WHAT IS REQUIRED: Each entry below is to be transcribed exactly.
------ RECORDS PROVIDED ------
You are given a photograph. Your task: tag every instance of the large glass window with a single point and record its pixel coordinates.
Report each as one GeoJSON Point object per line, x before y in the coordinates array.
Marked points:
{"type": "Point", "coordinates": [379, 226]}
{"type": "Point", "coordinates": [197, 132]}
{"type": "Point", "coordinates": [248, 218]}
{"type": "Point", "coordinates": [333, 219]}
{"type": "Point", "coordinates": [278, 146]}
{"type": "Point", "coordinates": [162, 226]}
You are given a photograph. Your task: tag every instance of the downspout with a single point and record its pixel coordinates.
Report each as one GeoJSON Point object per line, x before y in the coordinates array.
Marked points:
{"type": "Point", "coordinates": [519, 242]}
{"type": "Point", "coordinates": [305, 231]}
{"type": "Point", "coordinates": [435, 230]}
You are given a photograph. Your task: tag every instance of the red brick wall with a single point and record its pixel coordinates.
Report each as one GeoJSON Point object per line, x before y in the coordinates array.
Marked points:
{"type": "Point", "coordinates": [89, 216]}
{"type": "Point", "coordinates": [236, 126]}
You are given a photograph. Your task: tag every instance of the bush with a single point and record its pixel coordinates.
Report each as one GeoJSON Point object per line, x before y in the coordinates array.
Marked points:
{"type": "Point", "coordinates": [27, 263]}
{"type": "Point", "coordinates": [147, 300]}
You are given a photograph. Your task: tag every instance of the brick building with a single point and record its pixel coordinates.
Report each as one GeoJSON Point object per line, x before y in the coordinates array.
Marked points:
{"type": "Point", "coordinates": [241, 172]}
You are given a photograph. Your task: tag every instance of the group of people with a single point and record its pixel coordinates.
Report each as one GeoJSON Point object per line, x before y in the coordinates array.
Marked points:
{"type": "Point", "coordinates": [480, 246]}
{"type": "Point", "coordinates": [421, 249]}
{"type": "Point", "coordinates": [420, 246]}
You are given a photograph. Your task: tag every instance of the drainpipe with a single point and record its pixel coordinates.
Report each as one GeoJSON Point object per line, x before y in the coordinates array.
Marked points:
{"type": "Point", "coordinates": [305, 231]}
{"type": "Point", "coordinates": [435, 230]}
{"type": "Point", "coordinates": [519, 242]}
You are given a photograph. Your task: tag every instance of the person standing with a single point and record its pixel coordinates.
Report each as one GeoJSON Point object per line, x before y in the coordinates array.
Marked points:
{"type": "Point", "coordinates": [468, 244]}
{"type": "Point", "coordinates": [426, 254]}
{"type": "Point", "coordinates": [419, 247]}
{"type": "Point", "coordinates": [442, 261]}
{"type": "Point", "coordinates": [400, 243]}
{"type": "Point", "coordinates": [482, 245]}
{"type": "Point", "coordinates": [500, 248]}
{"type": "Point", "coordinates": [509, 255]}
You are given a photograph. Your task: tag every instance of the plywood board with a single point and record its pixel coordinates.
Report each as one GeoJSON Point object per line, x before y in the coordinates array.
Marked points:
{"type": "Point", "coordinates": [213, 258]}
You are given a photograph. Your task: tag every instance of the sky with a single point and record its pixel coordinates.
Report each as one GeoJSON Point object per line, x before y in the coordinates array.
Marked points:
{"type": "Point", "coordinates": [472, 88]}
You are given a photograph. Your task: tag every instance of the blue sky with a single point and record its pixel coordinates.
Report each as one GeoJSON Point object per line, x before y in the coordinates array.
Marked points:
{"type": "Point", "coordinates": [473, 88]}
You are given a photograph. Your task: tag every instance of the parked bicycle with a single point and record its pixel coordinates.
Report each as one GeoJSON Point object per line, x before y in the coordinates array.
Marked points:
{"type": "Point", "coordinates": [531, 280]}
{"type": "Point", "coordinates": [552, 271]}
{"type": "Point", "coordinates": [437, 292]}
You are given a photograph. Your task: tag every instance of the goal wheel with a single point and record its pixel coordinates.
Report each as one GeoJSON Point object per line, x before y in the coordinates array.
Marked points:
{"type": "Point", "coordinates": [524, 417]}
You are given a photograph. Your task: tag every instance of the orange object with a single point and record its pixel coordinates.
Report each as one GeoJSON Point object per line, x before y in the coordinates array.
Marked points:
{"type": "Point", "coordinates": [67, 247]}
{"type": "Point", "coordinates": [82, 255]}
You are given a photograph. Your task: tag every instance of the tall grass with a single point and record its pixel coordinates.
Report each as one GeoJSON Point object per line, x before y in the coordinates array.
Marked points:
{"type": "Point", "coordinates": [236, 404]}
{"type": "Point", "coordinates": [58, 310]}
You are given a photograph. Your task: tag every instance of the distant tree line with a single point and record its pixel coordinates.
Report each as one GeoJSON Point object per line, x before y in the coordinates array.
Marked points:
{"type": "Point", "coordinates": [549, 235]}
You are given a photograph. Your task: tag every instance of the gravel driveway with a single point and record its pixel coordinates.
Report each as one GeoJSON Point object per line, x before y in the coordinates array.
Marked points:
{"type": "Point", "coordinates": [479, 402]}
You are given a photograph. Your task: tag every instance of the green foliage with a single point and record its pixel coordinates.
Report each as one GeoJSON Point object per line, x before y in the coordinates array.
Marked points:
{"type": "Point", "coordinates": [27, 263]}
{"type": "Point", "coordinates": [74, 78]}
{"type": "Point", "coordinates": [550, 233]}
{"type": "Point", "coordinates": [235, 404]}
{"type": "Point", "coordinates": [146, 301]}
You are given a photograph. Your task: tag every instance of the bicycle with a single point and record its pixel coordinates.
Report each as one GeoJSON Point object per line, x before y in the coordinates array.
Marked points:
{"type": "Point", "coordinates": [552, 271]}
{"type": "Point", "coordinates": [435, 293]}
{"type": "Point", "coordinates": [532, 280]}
------
PROBLEM SOLUTION:
You are given a photograph. Your task: tag every instance of the large glass window with a single point and record its pixel coordinates.
Report each as one GeoJSON Point object per line, x before y in the coordinates array.
Marked points:
{"type": "Point", "coordinates": [379, 226]}
{"type": "Point", "coordinates": [197, 132]}
{"type": "Point", "coordinates": [248, 218]}
{"type": "Point", "coordinates": [333, 219]}
{"type": "Point", "coordinates": [278, 146]}
{"type": "Point", "coordinates": [162, 226]}
You are given a photograph. Your task: tag every instance of the downspout with a single point and record its pixel coordinates.
Report each as one GeoJSON Point object per line, x before y in the coordinates array.
Marked points:
{"type": "Point", "coordinates": [519, 242]}
{"type": "Point", "coordinates": [305, 231]}
{"type": "Point", "coordinates": [435, 230]}
You are given a photograph. Your task: tag every instance of the red brick wall with a single point and record its pixel coordinates.
Report each as one GeoJSON Point object per line, x before y in the coordinates array.
Marked points:
{"type": "Point", "coordinates": [89, 216]}
{"type": "Point", "coordinates": [236, 126]}
You are given a photograph. Your task: tag every instance of the bush with a single point and record its pixel coordinates.
Report each as one GeoJSON Point object per line, x before y in the coordinates array.
Marked points:
{"type": "Point", "coordinates": [27, 263]}
{"type": "Point", "coordinates": [147, 300]}
You are given a photograph. Your task: tag every instance of the brick building with a single point and record its pixel coordinates.
Report each as one GeoJSON Point object per line, x before y in the coordinates array.
Marked points:
{"type": "Point", "coordinates": [241, 172]}
You are given a photograph. Your task: tag every instance of the group of people with a single point and record its pixel coordinates.
Report each as one GeoJSON Point object per line, x before y in the coordinates array.
Marked points:
{"type": "Point", "coordinates": [480, 246]}
{"type": "Point", "coordinates": [421, 249]}
{"type": "Point", "coordinates": [420, 246]}
You are given a photograph. Your task: tag every instance of the drainpipe with a single point and record its pixel coordinates.
Report each as one GeoJSON Point object per line, x before y in the coordinates array.
Marked points:
{"type": "Point", "coordinates": [305, 231]}
{"type": "Point", "coordinates": [435, 230]}
{"type": "Point", "coordinates": [519, 242]}
You are given a photograph. Your task: tag every instance of the person standing with a single point and record its pixel coordinates.
Report each as one GeoJSON Point object per line, x before y in the coordinates array.
Marked points:
{"type": "Point", "coordinates": [468, 244]}
{"type": "Point", "coordinates": [426, 254]}
{"type": "Point", "coordinates": [419, 247]}
{"type": "Point", "coordinates": [442, 261]}
{"type": "Point", "coordinates": [400, 243]}
{"type": "Point", "coordinates": [482, 245]}
{"type": "Point", "coordinates": [500, 248]}
{"type": "Point", "coordinates": [509, 255]}
You are given a photograph. Your task: tag every instance of the plywood board with a single point and record its pixel coordinates.
Report each as one GeoJSON Point object per line, x before y in the coordinates array.
Marked points:
{"type": "Point", "coordinates": [213, 258]}
You are given a photograph. Your task: tag every instance of the sky with a single point and record its pixel coordinates.
Report each as one GeoJSON Point object per line, x before y in the coordinates array.
Marked points:
{"type": "Point", "coordinates": [472, 88]}
You are given a photograph. Your task: tag every instance of the blue sky with a single point and record its pixel coordinates.
Report each as one GeoJSON Point object per line, x before y in the coordinates array.
Marked points:
{"type": "Point", "coordinates": [473, 88]}
You are given a photograph. Your task: tag every instance of the parked bicycle with a single point and record its pixel coordinates.
Report each as one GeoJSON Point object per line, x before y in the coordinates array.
Marked points:
{"type": "Point", "coordinates": [531, 280]}
{"type": "Point", "coordinates": [552, 271]}
{"type": "Point", "coordinates": [437, 292]}
You are given a photograph. Your task: tag every instance of the goal wheel with a single point and record its pixel coordinates.
Report each as one GeoJSON Point object per line, x before y in the coordinates array.
Marked points:
{"type": "Point", "coordinates": [524, 417]}
You are given a photograph. Your task: tag every instance of the orange object with a single point and record its pixel coordinates.
Report each as one GeoJSON Point object per line, x before y in the coordinates array.
Marked points:
{"type": "Point", "coordinates": [67, 247]}
{"type": "Point", "coordinates": [82, 255]}
You are given a photograph. Your task: tag every instance of the tall grass with a single point and record its pixel coordinates.
Report each as one GeoJSON Point object per line, x before y in the coordinates array.
Marked points:
{"type": "Point", "coordinates": [236, 404]}
{"type": "Point", "coordinates": [58, 310]}
You are given a photograph. Your task: tag every instance of the distant tree line with a single point and record its pixel coordinates.
Report each as one GeoJSON Point object per line, x before y in the coordinates array.
Marked points:
{"type": "Point", "coordinates": [549, 235]}
You are given a photograph. Your task: tag every instance of the gravel driveway with a single point and record its pixel coordinates.
Report each as one GeoJSON Point object per line, x before y in the coordinates array.
Marked points:
{"type": "Point", "coordinates": [479, 402]}
You are given a photograph. Your task: tag every instance of the green foliage with a single point and record its pixel coordinates.
Report each as one GeoJSON Point object per line, x before y in the coordinates array.
Marked points:
{"type": "Point", "coordinates": [27, 263]}
{"type": "Point", "coordinates": [74, 78]}
{"type": "Point", "coordinates": [550, 233]}
{"type": "Point", "coordinates": [235, 404]}
{"type": "Point", "coordinates": [146, 301]}
You are given a photograph. Your task: tag every instance of the bicycle with a single point and record its pixel coordinates.
Report each as one GeoJSON Point object per line, x before y in the coordinates array.
Marked points:
{"type": "Point", "coordinates": [552, 271]}
{"type": "Point", "coordinates": [435, 293]}
{"type": "Point", "coordinates": [532, 280]}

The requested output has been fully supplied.